▶ Problem requirements: Make an exact copy of the listing underneath, skipping each picture.
--- START ---
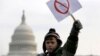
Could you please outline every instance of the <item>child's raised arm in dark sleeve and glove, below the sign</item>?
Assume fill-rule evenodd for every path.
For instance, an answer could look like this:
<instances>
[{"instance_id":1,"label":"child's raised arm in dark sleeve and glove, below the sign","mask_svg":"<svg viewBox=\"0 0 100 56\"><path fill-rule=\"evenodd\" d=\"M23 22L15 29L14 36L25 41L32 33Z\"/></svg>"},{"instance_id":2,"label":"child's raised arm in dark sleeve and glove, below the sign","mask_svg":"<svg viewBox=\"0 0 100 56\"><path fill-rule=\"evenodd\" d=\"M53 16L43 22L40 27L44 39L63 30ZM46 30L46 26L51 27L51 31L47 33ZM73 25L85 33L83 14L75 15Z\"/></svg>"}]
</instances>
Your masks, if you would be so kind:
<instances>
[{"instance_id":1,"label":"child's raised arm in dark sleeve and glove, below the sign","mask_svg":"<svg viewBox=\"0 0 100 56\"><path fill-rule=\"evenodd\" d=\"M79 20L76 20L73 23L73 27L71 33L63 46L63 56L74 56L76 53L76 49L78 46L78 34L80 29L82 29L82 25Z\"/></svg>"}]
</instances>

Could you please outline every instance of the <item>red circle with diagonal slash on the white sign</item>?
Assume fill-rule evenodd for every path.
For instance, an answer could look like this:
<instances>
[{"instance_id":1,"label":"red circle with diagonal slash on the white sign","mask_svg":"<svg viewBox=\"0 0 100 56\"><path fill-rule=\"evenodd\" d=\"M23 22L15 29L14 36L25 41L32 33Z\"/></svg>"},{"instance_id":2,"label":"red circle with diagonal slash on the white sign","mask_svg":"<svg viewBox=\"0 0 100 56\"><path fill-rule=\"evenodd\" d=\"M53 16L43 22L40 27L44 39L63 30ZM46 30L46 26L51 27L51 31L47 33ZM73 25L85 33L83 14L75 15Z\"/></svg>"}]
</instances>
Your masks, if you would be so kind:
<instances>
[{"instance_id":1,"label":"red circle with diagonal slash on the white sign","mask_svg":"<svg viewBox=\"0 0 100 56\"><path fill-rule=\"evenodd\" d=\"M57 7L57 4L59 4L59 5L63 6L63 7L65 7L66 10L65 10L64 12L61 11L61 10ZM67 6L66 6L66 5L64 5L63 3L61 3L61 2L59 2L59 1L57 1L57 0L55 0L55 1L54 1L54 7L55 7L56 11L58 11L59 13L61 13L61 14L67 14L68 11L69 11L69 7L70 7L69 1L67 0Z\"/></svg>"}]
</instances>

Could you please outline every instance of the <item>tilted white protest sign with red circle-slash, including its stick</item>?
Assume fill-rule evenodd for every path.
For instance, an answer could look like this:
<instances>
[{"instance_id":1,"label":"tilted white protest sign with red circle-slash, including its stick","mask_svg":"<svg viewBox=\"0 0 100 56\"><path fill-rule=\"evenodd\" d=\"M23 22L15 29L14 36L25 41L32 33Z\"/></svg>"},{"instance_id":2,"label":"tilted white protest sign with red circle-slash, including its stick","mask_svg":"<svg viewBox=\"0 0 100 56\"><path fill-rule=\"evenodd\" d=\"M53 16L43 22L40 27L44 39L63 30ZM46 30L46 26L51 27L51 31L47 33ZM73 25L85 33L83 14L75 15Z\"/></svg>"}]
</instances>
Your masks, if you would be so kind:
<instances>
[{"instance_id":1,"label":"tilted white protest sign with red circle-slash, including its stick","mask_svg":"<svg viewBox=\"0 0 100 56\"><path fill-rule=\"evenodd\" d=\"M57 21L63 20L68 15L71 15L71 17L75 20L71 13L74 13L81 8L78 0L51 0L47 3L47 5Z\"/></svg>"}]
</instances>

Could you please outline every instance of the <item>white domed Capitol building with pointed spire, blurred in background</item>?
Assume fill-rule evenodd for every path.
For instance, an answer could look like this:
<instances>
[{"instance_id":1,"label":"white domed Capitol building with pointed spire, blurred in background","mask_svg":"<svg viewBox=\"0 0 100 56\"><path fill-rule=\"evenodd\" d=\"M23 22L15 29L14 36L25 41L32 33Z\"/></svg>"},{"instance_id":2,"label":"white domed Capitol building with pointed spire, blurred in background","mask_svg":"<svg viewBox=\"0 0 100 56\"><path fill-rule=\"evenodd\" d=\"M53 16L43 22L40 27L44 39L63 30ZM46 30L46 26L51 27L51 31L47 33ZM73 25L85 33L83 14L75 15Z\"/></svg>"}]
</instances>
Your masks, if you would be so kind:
--- END ---
▶ Task solution:
Could you please outline every instance of the <item>child's raised arm in dark sleeve and glove, below the sign</item>?
Assume fill-rule evenodd for every path.
For instance, an answer could look like this:
<instances>
[{"instance_id":1,"label":"child's raised arm in dark sleeve and glove, below the sign","mask_svg":"<svg viewBox=\"0 0 100 56\"><path fill-rule=\"evenodd\" d=\"M23 22L15 29L14 36L25 41L32 33Z\"/></svg>"},{"instance_id":2,"label":"child's raised arm in dark sleeve and glove, below the sign","mask_svg":"<svg viewBox=\"0 0 100 56\"><path fill-rule=\"evenodd\" d=\"M53 16L43 22L40 27L44 39L63 30ZM46 30L46 26L51 27L51 31L47 33ZM73 25L85 33L83 14L75 15Z\"/></svg>"}]
</instances>
Your masks, if you would be so kind:
<instances>
[{"instance_id":1,"label":"child's raised arm in dark sleeve and glove, below the sign","mask_svg":"<svg viewBox=\"0 0 100 56\"><path fill-rule=\"evenodd\" d=\"M79 20L76 20L73 23L73 27L71 33L63 46L63 56L74 56L76 53L76 49L78 46L78 34L80 29L82 29L82 25Z\"/></svg>"}]
</instances>

Could you please outline every instance of the <item>red circle with diagonal slash on the white sign</item>?
Assume fill-rule evenodd for every path.
For instance, an answer could look like this:
<instances>
[{"instance_id":1,"label":"red circle with diagonal slash on the white sign","mask_svg":"<svg viewBox=\"0 0 100 56\"><path fill-rule=\"evenodd\" d=\"M23 22L15 29L14 36L25 41L32 33Z\"/></svg>"},{"instance_id":2,"label":"red circle with diagonal slash on the white sign","mask_svg":"<svg viewBox=\"0 0 100 56\"><path fill-rule=\"evenodd\" d=\"M53 16L43 22L40 27L44 39L63 30ZM46 30L46 26L51 27L51 31L47 33ZM73 25L85 33L83 14L75 15Z\"/></svg>"}]
</instances>
Your masks, if you would be so kind:
<instances>
[{"instance_id":1,"label":"red circle with diagonal slash on the white sign","mask_svg":"<svg viewBox=\"0 0 100 56\"><path fill-rule=\"evenodd\" d=\"M57 7L57 4L59 4L59 5L63 6L63 7L65 7L66 10L65 10L64 12L61 11L61 10ZM67 6L66 6L66 5L64 5L63 3L61 3L61 2L59 2L59 1L57 1L57 0L55 0L55 1L54 1L54 7L55 7L56 11L58 11L59 13L61 13L61 14L67 14L68 11L69 11L69 7L70 7L69 1L67 0Z\"/></svg>"}]
</instances>

Could you please outline every instance of the <item>tilted white protest sign with red circle-slash, including its stick</item>?
Assume fill-rule evenodd for every path.
For instance, an answer could look like this:
<instances>
[{"instance_id":1,"label":"tilted white protest sign with red circle-slash, including its stick","mask_svg":"<svg viewBox=\"0 0 100 56\"><path fill-rule=\"evenodd\" d=\"M23 22L15 29L14 36L25 41L32 33Z\"/></svg>"},{"instance_id":2,"label":"tilted white protest sign with red circle-slash, including its stick","mask_svg":"<svg viewBox=\"0 0 100 56\"><path fill-rule=\"evenodd\" d=\"M53 16L43 22L40 27L44 39L63 30ZM46 30L46 26L51 27L51 31L47 33ZM73 25L85 33L83 14L75 15Z\"/></svg>"}]
</instances>
Your masks, if you would be so kind:
<instances>
[{"instance_id":1,"label":"tilted white protest sign with red circle-slash, including its stick","mask_svg":"<svg viewBox=\"0 0 100 56\"><path fill-rule=\"evenodd\" d=\"M57 21L63 20L68 15L71 15L71 17L75 20L71 13L74 13L81 8L78 0L51 0L47 3L47 5Z\"/></svg>"}]
</instances>

Could you please outline every instance of the <item>white domed Capitol building with pointed spire, blurred in background</item>?
Assume fill-rule evenodd for every path.
For instance, an answer could look like this:
<instances>
[{"instance_id":1,"label":"white domed Capitol building with pointed spire, blurred in background","mask_svg":"<svg viewBox=\"0 0 100 56\"><path fill-rule=\"evenodd\" d=\"M23 22L15 29L14 36L25 41L32 33Z\"/></svg>"},{"instance_id":2,"label":"white domed Capitol building with pointed spire, blurred in background","mask_svg":"<svg viewBox=\"0 0 100 56\"><path fill-rule=\"evenodd\" d=\"M53 16L43 22L40 27L44 39L63 30ZM46 30L46 26L51 27L51 31L47 33ZM73 25L85 33L83 14L75 15Z\"/></svg>"}]
</instances>
Your masks, if you would be so kind:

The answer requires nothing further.